## Begin READING TEXT

As Wikipedia grew throughout the early 00s, its peer wikis shrank, with Wiki and MeatBall shutting down editing around 2014. The major cause was an influx of spam, and an inability for the existing community to effectively handle the disruption. This was, in part, an indictment of the politics of “radical inclusion” they espoused, but it was also a result of external factors such as recruitment issues and the development of the modern information economy. By the mid 2010s, Wiki was approaching its 20th year, and many of its earliest community members had moved on to vastly different life stages. Even the contemporary English Wikipedia which celebrated its 20th year in 2022 has lost many of its earliest contributors. Wikipedia was not spared from the spam and vandalism issues plaguing other wikis in the 10s (see Brickhouse 2021), what differed was that it had sufficient human, financial, and technical resources to manage the disruption without failing. This points to a common cause: by the mid-2010s the information economy had incentivized (1) boosting website rankings by spamming links to them on open wikis leading to greater ad revenue, (2) a large number of internet users socialized into online authoritarian/centralized systems of data exchange, (3) and a cultural emphasis on individualism and monetization following the establishment of a global neoliberal hegemony following the collapse of the Soviet Union in the 1990s.

The information economy (2010 to present)

In the last decade-or-so we have seen the rise of an information economy notable for its inversion of the product-consumer relationship. Prior to this point, computing was a product. Consumers would buy hardware and software to serve their computing needs. With the advent of the Word Wide Web, a new kind of economic venture was pioneered: the DotCom company. Rather than hardware or software, these DotCom companies provided a service. You didn’t need to buy a contraption or install software; you opened a browser, went to a website, and received a service. These companies had a number of business models. There were companies which provided services free, but served advertisements which provided cashflow proportional to the number of customers. Others gained money by selling goods and services, a time-tested strategy. Often there was some combination of the two, but the point to be made here is that the clear “consumer pays money for product” relationship begins to fray. Following the DotCom bubble burst in the early 00s, the information economy completed this inversion: users were the product and corporations were the consumers.

The rise of e-commerce and social networks like MySpace, Facebook, and Twitter, companies began to realize that they had a wealth of data that could be monetized. Advertisers would pay more to serve targeted ads, and data on purchases, likes, social ties, and interactions could be sold to advertisers either through on-platform advertising or in bulk for the companies to use for spamming. This economic incentive led to the development of more gated content; if a website can get you to log in to view their (free) content, then they can gather information on you to supplement their ad income. Even without these gates, websites can use cookies or even hidden technical details about your computer, a “browser fingerprint”, in order to track you across sites and build an advertising portfolio on you. Information, information about you, is the product.

## End READING TEXT

> _TASK SET_
[a] Summarize the text on wikis and the information economy in two sentences.
[b] Return each line of the records that contains the string "large".

## Begin DATA EXTRACT

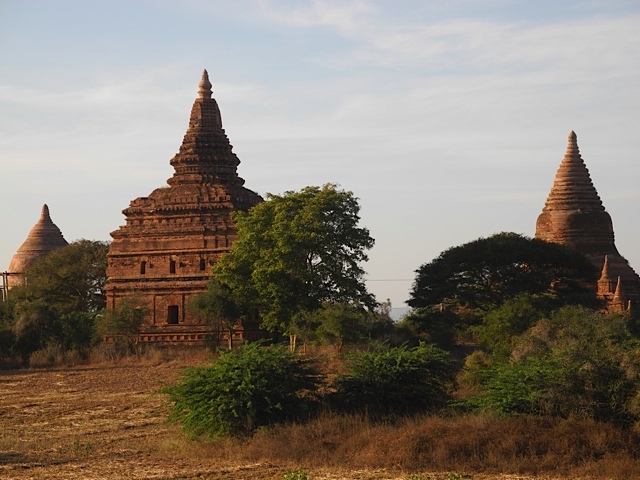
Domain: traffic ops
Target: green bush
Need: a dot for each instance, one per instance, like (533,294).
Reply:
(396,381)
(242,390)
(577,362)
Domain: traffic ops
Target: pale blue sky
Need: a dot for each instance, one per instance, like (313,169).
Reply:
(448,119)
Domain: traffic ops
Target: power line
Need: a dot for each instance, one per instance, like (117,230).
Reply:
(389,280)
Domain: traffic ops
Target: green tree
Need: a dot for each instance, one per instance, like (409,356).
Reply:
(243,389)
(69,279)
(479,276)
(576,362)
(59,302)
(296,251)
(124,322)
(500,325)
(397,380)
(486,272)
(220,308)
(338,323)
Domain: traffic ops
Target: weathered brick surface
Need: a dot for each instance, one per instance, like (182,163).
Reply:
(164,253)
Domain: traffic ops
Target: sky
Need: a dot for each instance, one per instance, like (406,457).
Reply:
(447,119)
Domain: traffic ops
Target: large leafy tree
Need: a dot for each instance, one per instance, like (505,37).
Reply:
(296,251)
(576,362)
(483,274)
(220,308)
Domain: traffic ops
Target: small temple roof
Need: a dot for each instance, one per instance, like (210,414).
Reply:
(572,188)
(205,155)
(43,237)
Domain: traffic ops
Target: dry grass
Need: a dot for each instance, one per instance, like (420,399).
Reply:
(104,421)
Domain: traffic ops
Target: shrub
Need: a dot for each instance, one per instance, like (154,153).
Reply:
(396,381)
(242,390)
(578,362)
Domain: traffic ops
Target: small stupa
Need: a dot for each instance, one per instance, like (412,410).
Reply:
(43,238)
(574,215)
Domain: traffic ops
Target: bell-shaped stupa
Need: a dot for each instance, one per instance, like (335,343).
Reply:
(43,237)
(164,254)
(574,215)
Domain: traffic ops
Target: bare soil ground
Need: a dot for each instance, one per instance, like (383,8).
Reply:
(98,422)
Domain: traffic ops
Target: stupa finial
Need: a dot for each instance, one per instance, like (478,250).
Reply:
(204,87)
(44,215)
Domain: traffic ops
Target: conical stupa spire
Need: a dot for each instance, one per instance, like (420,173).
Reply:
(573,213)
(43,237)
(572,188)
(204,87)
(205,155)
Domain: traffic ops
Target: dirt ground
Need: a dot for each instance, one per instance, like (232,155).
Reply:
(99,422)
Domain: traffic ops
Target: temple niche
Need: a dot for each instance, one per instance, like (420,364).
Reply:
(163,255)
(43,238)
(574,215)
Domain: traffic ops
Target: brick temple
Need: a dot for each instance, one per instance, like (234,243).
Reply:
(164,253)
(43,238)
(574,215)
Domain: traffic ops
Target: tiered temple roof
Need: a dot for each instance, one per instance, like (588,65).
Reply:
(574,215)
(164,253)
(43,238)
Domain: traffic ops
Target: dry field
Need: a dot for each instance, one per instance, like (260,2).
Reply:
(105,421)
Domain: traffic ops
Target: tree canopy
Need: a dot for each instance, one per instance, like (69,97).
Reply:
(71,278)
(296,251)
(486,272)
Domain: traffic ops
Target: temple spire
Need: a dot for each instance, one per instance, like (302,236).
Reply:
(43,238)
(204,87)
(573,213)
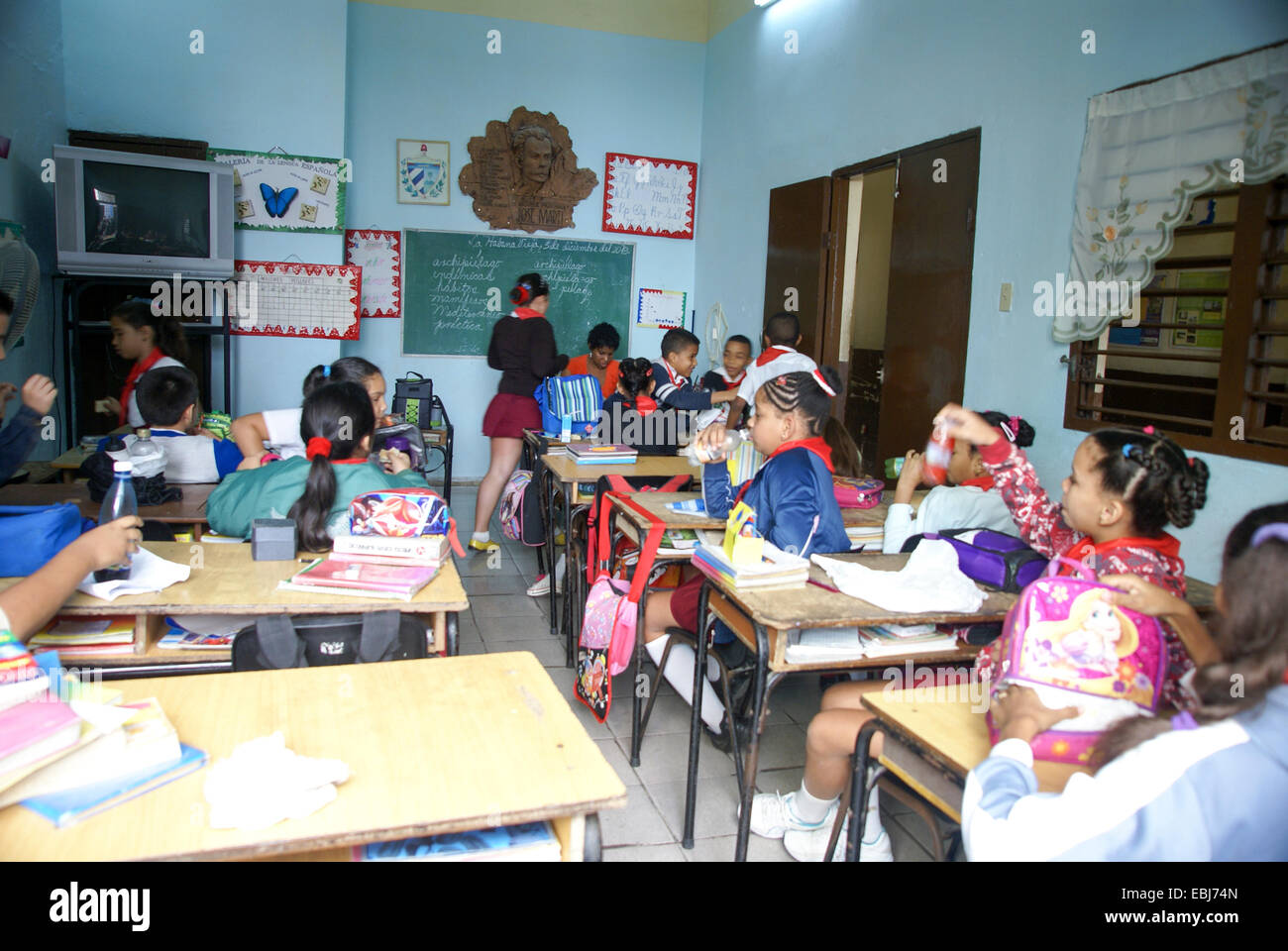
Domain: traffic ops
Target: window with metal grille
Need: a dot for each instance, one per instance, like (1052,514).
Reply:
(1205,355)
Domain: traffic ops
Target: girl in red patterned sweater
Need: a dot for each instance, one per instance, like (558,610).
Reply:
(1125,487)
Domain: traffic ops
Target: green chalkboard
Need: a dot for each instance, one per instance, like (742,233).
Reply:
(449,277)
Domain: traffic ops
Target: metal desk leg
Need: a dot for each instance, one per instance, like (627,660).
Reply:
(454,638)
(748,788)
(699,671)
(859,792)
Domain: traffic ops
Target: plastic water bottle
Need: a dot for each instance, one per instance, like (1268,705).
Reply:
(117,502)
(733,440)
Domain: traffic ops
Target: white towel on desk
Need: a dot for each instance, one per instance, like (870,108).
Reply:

## End DATA EXTRACT
## Begin DATA EXTRACT

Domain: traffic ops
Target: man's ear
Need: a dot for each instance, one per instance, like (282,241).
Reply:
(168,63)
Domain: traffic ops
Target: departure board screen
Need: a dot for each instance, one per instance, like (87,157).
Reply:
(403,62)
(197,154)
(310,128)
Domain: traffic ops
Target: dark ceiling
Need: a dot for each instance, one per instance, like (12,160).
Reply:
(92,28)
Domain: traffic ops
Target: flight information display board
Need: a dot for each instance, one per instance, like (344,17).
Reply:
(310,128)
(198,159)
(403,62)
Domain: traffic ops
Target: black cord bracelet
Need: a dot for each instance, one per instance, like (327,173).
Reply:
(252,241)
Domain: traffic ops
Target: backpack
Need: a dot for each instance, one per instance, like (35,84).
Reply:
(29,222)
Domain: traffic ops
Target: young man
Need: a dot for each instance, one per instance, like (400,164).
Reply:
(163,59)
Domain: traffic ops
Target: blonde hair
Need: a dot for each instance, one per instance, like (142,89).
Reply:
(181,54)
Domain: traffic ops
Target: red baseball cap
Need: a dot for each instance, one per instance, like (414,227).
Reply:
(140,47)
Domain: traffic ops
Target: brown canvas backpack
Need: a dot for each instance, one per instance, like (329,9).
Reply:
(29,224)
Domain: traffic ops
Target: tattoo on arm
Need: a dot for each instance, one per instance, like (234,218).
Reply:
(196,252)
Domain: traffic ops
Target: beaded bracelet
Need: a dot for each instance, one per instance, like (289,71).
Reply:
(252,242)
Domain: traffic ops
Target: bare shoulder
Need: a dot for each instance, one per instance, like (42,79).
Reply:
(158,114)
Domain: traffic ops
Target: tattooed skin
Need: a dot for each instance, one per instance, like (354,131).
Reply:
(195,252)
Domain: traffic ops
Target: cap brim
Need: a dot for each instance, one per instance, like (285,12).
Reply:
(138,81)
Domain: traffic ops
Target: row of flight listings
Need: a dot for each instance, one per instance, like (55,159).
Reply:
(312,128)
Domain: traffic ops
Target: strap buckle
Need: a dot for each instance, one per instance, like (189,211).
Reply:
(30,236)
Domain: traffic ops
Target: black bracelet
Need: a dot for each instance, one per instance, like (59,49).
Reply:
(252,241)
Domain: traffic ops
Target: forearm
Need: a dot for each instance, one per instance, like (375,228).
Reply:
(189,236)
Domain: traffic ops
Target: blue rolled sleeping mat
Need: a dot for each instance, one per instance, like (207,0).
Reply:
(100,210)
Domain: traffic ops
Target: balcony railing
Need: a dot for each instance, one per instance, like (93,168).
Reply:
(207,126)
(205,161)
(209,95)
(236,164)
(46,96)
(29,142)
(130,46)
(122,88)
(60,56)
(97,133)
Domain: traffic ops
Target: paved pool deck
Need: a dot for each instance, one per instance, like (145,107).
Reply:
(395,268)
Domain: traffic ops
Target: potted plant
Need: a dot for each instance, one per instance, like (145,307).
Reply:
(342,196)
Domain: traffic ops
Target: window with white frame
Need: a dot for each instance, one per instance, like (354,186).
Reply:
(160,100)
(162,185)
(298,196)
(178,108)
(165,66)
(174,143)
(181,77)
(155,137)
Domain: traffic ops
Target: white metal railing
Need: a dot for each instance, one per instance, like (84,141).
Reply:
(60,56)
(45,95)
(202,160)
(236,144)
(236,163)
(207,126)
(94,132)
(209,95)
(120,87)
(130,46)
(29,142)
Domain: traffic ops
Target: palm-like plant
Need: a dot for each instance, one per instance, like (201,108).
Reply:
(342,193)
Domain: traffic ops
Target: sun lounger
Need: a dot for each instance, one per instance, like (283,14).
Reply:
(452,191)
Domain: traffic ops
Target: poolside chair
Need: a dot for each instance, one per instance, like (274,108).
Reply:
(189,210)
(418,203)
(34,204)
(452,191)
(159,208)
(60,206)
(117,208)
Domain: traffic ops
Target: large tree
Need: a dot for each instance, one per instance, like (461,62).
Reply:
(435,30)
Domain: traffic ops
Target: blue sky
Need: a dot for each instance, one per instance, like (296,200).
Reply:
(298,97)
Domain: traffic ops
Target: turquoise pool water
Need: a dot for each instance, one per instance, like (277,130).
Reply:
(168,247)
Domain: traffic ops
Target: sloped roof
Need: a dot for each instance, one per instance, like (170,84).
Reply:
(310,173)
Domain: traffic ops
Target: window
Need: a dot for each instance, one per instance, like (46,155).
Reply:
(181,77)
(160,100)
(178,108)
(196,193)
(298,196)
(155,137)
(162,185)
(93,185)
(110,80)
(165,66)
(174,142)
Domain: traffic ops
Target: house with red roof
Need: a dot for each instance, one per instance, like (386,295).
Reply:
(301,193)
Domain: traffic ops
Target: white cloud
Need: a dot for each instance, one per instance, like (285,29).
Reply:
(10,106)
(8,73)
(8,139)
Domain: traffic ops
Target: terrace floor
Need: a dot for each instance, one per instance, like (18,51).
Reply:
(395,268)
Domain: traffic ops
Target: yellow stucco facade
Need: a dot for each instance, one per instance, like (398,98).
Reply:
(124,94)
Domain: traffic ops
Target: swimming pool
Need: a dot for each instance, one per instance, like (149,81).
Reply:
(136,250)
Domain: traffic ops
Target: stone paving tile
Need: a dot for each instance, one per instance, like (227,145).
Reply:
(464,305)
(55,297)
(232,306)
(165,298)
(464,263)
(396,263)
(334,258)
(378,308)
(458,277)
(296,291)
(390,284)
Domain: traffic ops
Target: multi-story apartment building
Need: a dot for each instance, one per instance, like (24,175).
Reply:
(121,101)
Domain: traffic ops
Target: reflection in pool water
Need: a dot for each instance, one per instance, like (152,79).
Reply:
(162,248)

## End DATA EXTRACT
## Begin DATA EXTRACT

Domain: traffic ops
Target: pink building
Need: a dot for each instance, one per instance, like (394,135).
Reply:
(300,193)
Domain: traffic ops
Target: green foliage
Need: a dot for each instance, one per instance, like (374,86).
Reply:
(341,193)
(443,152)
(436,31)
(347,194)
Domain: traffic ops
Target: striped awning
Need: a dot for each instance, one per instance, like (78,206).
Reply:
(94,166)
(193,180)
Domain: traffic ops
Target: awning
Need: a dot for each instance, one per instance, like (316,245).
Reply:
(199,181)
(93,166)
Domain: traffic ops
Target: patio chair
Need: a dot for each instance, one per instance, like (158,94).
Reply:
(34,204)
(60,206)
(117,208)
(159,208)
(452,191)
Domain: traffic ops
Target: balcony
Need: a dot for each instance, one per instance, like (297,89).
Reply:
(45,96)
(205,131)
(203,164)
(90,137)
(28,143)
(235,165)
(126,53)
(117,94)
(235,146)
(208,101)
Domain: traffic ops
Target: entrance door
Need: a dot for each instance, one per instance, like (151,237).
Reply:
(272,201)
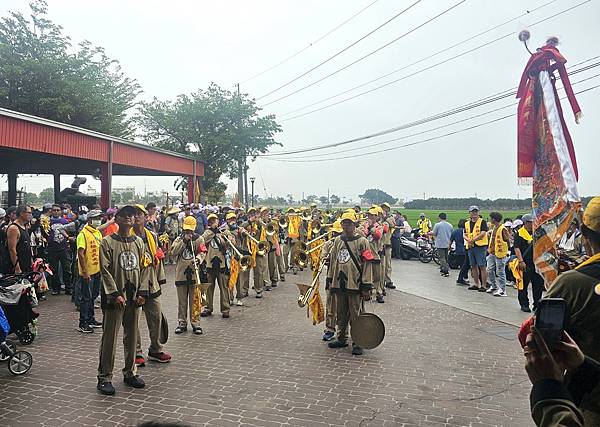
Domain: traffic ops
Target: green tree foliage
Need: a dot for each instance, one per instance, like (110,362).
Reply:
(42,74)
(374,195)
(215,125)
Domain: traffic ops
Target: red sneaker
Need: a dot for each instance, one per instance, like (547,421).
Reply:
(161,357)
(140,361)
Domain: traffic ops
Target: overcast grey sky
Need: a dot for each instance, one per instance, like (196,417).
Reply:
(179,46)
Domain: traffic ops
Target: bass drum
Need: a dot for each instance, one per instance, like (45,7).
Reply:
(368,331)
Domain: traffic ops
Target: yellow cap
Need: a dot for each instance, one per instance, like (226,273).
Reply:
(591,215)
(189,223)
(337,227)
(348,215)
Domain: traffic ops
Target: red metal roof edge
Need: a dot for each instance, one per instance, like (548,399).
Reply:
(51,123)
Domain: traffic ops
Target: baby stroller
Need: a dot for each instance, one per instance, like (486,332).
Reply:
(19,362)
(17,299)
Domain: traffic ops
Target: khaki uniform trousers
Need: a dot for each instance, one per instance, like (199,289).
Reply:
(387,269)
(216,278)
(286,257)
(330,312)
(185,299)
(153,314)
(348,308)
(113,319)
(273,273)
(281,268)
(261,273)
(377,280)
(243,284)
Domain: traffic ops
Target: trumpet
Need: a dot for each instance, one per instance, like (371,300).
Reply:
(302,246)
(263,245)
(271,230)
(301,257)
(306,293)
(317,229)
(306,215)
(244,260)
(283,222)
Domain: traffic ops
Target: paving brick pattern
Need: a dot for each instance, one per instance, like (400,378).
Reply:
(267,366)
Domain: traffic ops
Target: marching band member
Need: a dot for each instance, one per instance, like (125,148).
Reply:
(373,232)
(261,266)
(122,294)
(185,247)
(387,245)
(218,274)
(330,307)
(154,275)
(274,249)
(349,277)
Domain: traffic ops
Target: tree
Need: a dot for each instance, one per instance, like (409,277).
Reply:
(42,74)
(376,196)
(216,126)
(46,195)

## End DATA EXTRACT

> _RESPONSES TO THE EXERCISE_
[a] As Wikipedia grew, its peer wikis shrank, and Wiki and MeatBall shut down editing around 2014 mainly because their communities could not handle an influx of spam, while Wikipedia had enough human, financial, and technical resources to manage the same disruption. After the DotCom bubble burst, the information economy inverted the product-consumer relationship so that users became the product, with companies gathering data on them through logins, cookies, and browser fingerprints to sell to advertisers.

[b]
Target: large leafy tree
Target: large tree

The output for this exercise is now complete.